A subgraph of a graph $G=(V,E)$, is also a graph $G^{\prime }=(V^{\prime },E^{\prime })$ where $V^{\prime }\subseteq V$ and $E^{\prime }\subseteq E$. When the subgraph $G^{\prime }$ contains all the vertices from G, $G^{\prime }$ is a spanning subgraph of G, and $G^{\prime }$ is termed as induced by $V^{\prime }$, if it includes all edges from G connecting the vertices of $V^{\prime }$. Such an induced subgraph is also denoted as $G/V^{\prime }$. Then, $G-V^{\prime }$ would be the induced subgraph from $V-V^{\prime }$. On the other hand, when $E^{\prime }\subseteq E$, $G-E^{\prime }=(V,E-E^{\prime })$. When $V^{\prime }=\left\{v\right\}$ and $e=\{u,v\}$, previous notation is usually simplified as $G-v$ and $G-e$, respectively.

2.1. Elements of a Planar Graph

A graph drawing of a graph G, denoted as $\mathrm{\Gamma }$, represents each vertex $v\in V\left(G\right)$ as a unique point $\mathrm{\Gamma }\left(v\right)$ in the plane, and each edge $\{u,v\}\in E\left(G\right)$ as a simple Jordan arc $\mathrm{\Gamma }(u,v)$ with endpoints $\mathrm{\Gamma }\left(u\right)$ and $\mathrm{\Gamma }\left(v\right)$. A drawing is considered planar if it can be embedded in a plane without any two edges intersecting, except possibly at their shared endpoints. When a graph G has a planar drawing, it is called a planar graph.

One relevant result in graph theory is Kuratowski’s theorem, which provides constraints for determining whether a graph G is planar. According to this theorem, G is planar when it does not contain a subgraph that is a subdivision of $K_5$ or $K_{3,3}$ [13]. It is worth mentioning that a disconnected graph is planar if and only if each of its connected components is planar. Similarly, the theorem of Wagner states that a graph G is planar if and only if it does not have $K_5$ or $K_{3,3}$ as minor [15].

Planar graphs are significant in both graph theory and graph drawing. They possess several interesting properties: they are sparse, four-colorable, and their structure is described succinctly and elegantly [5].

A planar graph drawing divides the plane into connected areas known as faces. The face that extends infinitely is referred to as the outer face or the external face of the graph. $f_0$ denotes the outer face of a given planar graph G. Meanwhile, $f_0^i$ will denote the outer face for the graph $G_i$.

▸ INPUT RECORDS
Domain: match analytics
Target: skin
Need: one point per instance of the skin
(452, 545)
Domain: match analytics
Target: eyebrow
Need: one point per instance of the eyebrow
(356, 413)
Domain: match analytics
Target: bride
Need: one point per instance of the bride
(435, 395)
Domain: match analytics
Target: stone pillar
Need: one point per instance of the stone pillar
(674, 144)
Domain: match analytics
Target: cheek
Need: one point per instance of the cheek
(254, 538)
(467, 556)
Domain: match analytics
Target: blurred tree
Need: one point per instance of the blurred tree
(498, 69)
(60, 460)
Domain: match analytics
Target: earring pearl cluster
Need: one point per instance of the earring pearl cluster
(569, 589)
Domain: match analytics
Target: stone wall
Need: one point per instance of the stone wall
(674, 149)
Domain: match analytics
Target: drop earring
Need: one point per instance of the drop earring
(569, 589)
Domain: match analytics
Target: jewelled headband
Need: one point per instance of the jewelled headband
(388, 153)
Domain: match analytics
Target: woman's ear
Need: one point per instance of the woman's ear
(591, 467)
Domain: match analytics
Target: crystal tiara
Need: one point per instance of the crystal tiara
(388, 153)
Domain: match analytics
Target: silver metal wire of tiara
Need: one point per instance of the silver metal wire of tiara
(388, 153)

...

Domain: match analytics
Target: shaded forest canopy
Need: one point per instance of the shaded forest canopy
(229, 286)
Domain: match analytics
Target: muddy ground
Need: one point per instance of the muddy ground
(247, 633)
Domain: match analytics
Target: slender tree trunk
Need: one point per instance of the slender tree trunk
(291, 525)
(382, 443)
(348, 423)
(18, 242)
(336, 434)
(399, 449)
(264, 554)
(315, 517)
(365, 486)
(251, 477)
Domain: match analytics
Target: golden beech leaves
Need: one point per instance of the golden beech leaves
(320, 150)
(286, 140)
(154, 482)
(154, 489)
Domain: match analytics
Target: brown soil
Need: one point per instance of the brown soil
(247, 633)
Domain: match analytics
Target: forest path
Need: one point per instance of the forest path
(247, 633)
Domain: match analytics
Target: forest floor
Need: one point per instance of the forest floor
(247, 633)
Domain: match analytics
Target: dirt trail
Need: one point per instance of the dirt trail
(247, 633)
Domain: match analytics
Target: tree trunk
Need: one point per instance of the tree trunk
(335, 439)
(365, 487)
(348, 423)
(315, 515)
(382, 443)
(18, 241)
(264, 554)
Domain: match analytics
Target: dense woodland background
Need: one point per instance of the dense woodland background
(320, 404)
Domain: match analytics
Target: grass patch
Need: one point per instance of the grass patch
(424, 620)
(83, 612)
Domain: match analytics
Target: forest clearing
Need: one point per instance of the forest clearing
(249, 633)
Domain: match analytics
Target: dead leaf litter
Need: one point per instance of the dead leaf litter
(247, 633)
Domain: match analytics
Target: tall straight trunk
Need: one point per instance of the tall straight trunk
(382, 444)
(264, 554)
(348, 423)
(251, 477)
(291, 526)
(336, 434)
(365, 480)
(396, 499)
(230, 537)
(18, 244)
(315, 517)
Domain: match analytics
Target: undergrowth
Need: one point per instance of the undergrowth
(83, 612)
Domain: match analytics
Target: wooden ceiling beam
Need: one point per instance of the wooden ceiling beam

==

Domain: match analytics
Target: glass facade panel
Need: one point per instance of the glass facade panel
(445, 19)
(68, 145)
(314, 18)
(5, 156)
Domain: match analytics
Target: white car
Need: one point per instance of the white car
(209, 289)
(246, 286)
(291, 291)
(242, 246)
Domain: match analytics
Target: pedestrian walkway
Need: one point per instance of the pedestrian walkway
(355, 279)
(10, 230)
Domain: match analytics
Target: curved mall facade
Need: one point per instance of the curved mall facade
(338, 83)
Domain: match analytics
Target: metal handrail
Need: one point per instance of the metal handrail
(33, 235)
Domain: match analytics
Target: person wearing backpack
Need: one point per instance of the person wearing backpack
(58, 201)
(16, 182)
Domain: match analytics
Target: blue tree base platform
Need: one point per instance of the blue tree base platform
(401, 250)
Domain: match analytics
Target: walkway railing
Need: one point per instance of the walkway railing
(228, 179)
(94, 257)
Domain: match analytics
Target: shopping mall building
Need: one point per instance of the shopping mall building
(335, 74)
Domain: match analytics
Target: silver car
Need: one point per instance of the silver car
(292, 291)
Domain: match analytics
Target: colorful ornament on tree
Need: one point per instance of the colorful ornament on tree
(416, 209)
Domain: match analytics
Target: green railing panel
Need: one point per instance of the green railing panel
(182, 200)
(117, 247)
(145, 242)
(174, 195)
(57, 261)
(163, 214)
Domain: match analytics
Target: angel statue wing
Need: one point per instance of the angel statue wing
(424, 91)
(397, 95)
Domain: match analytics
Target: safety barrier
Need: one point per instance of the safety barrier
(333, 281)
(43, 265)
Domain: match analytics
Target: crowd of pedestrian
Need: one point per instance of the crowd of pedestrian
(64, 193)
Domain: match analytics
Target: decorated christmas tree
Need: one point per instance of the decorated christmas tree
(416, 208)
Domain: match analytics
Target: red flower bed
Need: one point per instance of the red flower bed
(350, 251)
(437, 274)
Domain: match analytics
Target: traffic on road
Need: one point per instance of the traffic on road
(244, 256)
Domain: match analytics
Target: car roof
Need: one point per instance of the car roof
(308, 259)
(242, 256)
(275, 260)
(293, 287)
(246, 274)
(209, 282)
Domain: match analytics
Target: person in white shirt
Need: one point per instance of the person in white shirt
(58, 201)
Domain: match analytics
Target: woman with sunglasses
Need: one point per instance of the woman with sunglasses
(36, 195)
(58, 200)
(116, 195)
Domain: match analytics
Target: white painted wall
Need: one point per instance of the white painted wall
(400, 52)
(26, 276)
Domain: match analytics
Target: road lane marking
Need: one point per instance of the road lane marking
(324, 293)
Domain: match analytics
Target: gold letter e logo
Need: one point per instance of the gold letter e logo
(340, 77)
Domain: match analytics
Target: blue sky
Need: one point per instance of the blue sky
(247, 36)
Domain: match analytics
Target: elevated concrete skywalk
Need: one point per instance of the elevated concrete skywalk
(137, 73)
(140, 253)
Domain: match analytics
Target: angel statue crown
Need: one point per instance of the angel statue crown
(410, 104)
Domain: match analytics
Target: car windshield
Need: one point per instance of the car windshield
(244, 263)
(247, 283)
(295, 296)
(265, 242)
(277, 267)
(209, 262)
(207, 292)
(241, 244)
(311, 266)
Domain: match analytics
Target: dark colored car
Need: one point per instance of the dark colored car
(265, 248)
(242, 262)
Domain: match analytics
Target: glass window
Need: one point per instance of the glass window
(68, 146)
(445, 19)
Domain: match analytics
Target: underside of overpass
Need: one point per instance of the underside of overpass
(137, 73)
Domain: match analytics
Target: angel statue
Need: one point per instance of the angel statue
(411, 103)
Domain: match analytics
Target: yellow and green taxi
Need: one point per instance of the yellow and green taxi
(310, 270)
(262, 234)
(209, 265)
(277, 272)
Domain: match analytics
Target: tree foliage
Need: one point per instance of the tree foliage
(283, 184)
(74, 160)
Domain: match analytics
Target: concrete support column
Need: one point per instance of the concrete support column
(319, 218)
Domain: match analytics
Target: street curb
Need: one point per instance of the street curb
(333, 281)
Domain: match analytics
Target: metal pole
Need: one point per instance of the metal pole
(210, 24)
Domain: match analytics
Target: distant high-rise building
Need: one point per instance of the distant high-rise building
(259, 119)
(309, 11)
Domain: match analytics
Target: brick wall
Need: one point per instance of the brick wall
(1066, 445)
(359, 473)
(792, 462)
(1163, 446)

▸ JOBS
1. Rewrite the excerpt on planar graphs starting with "One relevant result" and going on through "as minor [15].", changing "constraints" to "conditions".
2. Report how many lines of the rows contain the string "grass", treating case as significant. Give only the number.

▸ RESPONSES IN ORDER
1.
One relevant result in graph theory is Kuratowski’s theorem, which provides conditions for determining whether a graph G is planar. According to this theorem, G is planar when it does not contain a subgraph that is a subdivision of $K_5$ or $K_{3,3}$ [13]. It is worth mentioning that a disconnected graph is planar if and only if each of its connected components is planar. Similarly, the theorem of Wagner states that a graph G is planar if and only if it does not have $K_5$ or $K_{3,3}$ as minor [15].

2. 2